Start of Block

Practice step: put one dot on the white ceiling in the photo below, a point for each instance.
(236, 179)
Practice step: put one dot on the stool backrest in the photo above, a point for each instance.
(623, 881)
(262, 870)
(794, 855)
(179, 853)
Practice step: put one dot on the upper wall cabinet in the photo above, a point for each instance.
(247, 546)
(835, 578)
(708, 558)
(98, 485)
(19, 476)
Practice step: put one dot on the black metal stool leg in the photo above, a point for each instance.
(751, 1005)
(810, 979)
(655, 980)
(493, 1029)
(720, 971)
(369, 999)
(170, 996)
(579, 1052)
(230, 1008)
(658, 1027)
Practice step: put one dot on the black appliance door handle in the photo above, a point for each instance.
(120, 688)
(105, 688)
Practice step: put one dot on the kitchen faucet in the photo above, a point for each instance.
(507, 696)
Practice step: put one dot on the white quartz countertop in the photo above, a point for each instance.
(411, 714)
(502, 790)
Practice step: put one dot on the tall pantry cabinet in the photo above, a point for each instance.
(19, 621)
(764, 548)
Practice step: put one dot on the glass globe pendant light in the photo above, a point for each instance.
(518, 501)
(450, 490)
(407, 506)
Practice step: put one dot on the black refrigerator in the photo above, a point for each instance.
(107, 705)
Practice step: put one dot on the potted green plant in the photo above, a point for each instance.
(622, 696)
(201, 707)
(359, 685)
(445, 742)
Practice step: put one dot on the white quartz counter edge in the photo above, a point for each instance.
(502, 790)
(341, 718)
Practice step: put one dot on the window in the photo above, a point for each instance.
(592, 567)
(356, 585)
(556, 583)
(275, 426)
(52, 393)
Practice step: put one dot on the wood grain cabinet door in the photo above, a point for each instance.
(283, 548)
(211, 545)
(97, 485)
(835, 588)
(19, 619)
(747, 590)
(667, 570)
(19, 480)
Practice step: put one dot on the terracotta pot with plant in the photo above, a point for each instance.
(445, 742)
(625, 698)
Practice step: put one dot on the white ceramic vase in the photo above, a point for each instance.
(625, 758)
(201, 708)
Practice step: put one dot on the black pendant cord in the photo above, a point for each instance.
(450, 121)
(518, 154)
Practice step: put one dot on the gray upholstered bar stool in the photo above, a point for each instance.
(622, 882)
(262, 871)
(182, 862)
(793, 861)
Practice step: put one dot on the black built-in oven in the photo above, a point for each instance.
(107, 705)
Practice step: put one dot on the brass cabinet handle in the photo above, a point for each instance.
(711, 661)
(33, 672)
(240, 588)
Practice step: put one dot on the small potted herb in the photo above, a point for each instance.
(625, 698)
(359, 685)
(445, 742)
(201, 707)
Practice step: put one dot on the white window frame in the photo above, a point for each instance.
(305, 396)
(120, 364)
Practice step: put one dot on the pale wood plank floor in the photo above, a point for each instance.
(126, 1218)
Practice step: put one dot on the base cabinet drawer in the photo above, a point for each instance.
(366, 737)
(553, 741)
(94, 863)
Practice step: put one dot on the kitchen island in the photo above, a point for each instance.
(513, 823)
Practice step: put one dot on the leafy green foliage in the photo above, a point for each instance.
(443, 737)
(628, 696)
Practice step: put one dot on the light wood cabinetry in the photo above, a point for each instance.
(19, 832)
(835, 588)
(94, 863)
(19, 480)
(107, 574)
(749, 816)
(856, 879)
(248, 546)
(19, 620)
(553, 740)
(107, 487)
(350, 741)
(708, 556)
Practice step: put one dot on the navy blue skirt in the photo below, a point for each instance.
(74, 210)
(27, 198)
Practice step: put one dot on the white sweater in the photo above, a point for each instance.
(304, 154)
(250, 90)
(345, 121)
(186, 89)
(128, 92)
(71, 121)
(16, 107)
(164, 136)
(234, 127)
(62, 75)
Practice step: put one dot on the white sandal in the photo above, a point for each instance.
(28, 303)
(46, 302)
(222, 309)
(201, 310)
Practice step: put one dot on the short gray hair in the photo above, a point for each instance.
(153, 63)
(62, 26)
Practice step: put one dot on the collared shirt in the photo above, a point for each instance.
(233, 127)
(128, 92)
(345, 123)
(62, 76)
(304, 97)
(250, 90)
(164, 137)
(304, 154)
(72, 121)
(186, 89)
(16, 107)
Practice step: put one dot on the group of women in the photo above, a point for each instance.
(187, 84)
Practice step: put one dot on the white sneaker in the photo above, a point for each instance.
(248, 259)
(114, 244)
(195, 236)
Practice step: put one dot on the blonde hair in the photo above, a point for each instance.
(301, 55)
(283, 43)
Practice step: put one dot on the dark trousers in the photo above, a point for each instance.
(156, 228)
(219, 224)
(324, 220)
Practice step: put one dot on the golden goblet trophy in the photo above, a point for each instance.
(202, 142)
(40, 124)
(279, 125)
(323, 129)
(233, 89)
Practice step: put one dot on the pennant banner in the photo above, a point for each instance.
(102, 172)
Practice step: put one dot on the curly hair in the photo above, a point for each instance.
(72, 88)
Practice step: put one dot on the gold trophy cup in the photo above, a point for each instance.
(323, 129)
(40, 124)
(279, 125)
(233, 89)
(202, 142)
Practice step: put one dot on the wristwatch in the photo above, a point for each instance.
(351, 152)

End of Block

**Task to complete**
Where the line containing "Practice step: put one dot on the short" appears in the records above, begin copying and continue through the last line; copy each line exactly and include no others.

**Answer for this exercise**
Practice step: put one dot on the short gray hair in the photo above, a point for each instance.
(153, 63)
(62, 26)
Practice step: put one dot on the collared shirt in the photo above, a point for each instance.
(233, 127)
(128, 92)
(345, 123)
(62, 76)
(304, 97)
(250, 90)
(164, 137)
(304, 154)
(72, 121)
(186, 89)
(16, 107)
Practice step: put one dot on the group of women in the photo above, a point for each instance.
(187, 84)
Practice step: put one dot on the white sneaker in the photo above, a point for each instance.
(248, 259)
(114, 244)
(195, 236)
Practice step: put one dot on the blonde hair in the photo above, a point for each instance.
(301, 55)
(283, 43)
Practice step: put one dot on the dark trousers in the photo above, a point for each instance.
(156, 228)
(219, 224)
(324, 220)
Practice step: put one dot on the golden goblet trophy in the photo above, a point for each instance.
(202, 142)
(40, 124)
(279, 125)
(323, 129)
(233, 89)
Practice step: put one dot on the pennant banner in the photo above, a point for each instance.
(102, 172)
Practice step: put one dot on the curly hair in the photo above, a point for each instance.
(72, 88)
Practice step: put one dot on the gold trophy cup in the photo above, a point for each instance.
(323, 129)
(40, 124)
(279, 125)
(233, 89)
(202, 142)
Practice step: put one dot on the wristwatch in the photo above, a point for each instance.
(351, 152)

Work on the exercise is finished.